--- What the task requires ---
Extract the lines of the data verbatim, from its first line through the line containing "target: light blue dress shirt", with both of those lines included.

--------------------------------------------------

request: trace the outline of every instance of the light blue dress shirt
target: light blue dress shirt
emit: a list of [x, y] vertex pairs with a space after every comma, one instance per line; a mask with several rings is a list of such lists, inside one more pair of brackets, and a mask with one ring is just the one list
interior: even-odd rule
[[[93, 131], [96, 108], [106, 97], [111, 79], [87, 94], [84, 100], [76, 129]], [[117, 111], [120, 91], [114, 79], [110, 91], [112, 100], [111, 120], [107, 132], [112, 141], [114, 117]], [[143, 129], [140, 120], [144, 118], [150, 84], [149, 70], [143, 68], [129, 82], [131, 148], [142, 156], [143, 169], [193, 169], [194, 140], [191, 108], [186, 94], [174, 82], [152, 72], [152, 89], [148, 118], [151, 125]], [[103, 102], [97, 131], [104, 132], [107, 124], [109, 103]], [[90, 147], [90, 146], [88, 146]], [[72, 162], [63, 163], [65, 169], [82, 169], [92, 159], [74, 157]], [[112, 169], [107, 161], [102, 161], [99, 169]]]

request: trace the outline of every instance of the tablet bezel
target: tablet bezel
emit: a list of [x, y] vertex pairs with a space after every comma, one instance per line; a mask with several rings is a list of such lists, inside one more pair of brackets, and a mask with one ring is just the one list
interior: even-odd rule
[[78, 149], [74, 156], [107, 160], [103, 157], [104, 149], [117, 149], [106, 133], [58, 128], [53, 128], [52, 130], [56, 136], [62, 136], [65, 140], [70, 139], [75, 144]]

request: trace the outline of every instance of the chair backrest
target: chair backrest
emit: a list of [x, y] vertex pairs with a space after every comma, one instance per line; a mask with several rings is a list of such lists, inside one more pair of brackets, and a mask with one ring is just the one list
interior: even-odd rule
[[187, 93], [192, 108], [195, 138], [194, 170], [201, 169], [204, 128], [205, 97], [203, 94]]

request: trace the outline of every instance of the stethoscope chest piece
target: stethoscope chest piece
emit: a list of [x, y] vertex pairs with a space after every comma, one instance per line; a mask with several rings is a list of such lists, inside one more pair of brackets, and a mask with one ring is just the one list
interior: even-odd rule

--------------------------------------------------

--- Exercise solution ---
request: trace the outline of every instance of the light blue dress shirt
target: light blue dress shirt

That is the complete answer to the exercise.